SET TASKS>
**1)** Quote the forum thread about "закат" and "запад" word for word, from "It may be interesting" to "дорогам, менявшим направление.".
**2)** List every line of the entries that contains the string "shirt", treating uppercase and lowercase as different.

READING PASSAGE>
• • • • • • •
It may be interesting to note that I never said that закат and запад are synonyms, despite the fact that they both stem from the verbs of motion (катить and падать) with regards to the Sun. However, the examples of such usage are numerous and undeniable. If someone says "на закат", it implies "запад" (albeit, maybe, geographically not very precisely), as well. Geographical precision is not a mandatory feature of "запад", either. For example, "Красная Армия продвигалась с боями на запад". Красная Армия наступала и на запад, и на юго-запад, и на северо-запад - это должно быть понятно и без компаса; кроме того, Красная Армия шла не по прямой линии - Красная Армия шла на запад по курганам горбатым, про речным перекатам - т.е., по военным дорогам, менявшим направление.


----------



## Kirill V.

Но никак не "Красная Армия наступала на закат"


----------



## Kirill V.

Rosett said:


> It someone says "на закат", it implies "запад" (albeit, maybe, geographically not very precisely), as well.



And if someone says _Я еду в Китай_ it implies he is going east.

The original OP's question was:
_is "zakat" a regular word which can be used for "West"?_

I hope we all agree that the answer is "no".


----------



## Maroseika

_*Moderatorial:*_
_*Dear forerors, the question of the topic starter has been already answered exhaustively. If you like to discuss the question in the broader perspective, please open a new thread in the appropriate forum.*_ _*Further off-topic posts will be deleted.*_


----------
• • • • • • •
LISTED ENTRIES>
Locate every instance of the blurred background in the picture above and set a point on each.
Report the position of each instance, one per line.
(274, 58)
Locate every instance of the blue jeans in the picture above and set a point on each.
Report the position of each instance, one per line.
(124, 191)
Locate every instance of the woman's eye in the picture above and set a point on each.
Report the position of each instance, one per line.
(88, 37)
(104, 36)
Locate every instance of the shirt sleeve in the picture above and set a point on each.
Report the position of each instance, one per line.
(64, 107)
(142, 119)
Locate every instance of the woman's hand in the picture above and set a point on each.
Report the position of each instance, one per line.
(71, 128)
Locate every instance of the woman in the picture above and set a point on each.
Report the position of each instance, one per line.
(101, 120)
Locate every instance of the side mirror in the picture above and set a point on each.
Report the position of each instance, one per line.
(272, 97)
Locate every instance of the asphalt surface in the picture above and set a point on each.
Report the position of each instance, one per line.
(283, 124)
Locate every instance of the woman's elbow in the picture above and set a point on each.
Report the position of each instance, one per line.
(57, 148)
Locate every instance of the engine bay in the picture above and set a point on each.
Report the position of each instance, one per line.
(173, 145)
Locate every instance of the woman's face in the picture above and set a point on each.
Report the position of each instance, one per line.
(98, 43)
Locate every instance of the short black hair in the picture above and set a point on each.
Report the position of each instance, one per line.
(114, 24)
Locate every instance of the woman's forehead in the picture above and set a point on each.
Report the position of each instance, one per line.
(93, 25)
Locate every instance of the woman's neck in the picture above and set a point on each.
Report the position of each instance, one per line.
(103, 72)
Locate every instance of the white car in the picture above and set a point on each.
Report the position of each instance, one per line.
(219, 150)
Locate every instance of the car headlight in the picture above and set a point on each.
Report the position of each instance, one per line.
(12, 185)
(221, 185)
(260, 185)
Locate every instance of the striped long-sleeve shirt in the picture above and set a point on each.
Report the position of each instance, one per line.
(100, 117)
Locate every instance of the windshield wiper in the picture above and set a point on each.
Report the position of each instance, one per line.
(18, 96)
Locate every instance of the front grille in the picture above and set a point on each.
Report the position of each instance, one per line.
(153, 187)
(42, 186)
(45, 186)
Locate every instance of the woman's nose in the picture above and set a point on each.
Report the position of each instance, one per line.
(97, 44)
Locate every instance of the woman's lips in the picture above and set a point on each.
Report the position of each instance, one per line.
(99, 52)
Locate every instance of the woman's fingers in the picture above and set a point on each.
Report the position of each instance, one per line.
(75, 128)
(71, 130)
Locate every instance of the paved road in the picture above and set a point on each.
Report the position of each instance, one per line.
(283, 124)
• • • • • • •
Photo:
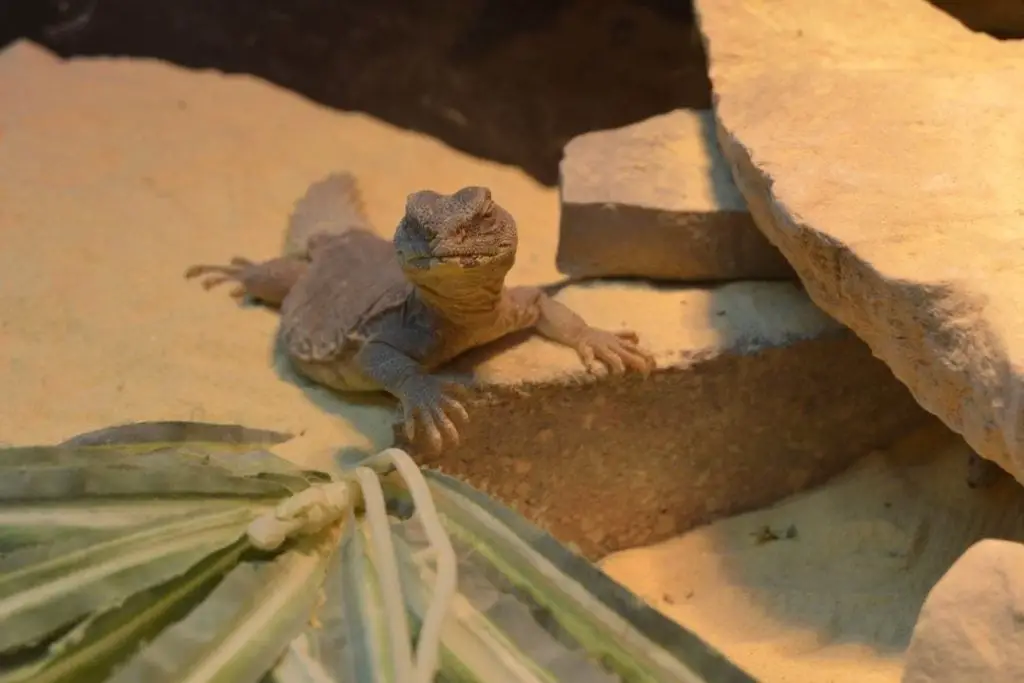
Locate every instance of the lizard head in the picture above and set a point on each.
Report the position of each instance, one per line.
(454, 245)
• • • • • • •
FULL SOLUTIONS>
**1)**
It may be interesting to note that I never said that закат and запад are synonyms, despite the fact that they both stem from the verbs of motion (катить and падать) with regards to the Sun. However, the examples of such usage are numerous and undeniable. If someone says "на закат", it implies "запад" (albeit, maybe, geographically not very precisely), as well. Geographical precision is not a mandatory feature of "запад", either. For example, "Красная Армия продвигалась с боями на запад". Красная Армия наступала и на запад, и на юго-запад, и на северо-запад - это должно быть понятно и без компаса; кроме того, Красная Армия шла не по прямой линии - Красная Армия шла на запад по курганам горбатым, про речным перекатам - т.е., по военным дорогам, менявшим направление.

**2)**
Locate every instance of the shirt sleeve in the picture above and set a point on each.
Locate every instance of the striped long-sleeve shirt in the picture above and set a point on each.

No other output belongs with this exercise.